═════ DOCUMENT SEGMENT ═════

Hi Lucho,

I am provisioning with perceus, and in order to get static node
addresses I have entries in /etc/hosts that define them, e.g.:

10.10.0.10      n0000
10.10.0.11      n0001
10.10.0.12      n0002

My /etc/nsswitch.conf is set to resolv hosts like:

hosts:      files dns

One thing I have noticed is that the nodes do not have their own
hostname defined after provisioning.  Could this be the problem?

═════

- [EXERCISE DESCRIPTION]
Please rename "perceus" to "Warewulf" in the provisioning message, starting at "I am provisioning" and ending at "be the problem?", and write out that stretch with the change. The material after this point comes from a separate source.

═════ ENTRIES PROVIDED ═════

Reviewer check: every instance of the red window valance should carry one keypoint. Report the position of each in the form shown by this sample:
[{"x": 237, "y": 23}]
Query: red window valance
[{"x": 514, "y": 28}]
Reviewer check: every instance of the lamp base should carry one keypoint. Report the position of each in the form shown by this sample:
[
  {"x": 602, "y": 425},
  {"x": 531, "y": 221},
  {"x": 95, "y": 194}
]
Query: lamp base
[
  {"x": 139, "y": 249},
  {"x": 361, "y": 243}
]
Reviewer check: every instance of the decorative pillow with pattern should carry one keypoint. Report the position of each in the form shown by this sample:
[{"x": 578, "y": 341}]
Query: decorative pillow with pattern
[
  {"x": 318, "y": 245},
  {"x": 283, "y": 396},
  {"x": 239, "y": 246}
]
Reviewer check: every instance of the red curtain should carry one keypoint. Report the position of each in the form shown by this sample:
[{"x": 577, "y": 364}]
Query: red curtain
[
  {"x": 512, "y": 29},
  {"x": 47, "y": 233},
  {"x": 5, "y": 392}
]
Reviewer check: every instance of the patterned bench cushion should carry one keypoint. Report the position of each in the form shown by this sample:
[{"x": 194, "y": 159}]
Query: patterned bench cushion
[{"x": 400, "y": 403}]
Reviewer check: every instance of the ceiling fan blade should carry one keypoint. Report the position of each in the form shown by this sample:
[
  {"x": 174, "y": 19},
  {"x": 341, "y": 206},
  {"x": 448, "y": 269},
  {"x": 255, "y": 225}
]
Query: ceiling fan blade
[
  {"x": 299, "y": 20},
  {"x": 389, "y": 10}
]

═════

- [RESULT]
I am provisioning with Warewulf, and in order to get static node
addresses I have entries in /etc/hosts that define them, e.g.:

10.10.0.10      n0000
10.10.0.11      n0001
10.10.0.12      n0002

My /etc/nsswitch.conf is set to resolv hosts like:

hosts:      files dns

One thing I have noticed is that the nodes do not have their own
hostname defined after provisioning.  Could this be the problem?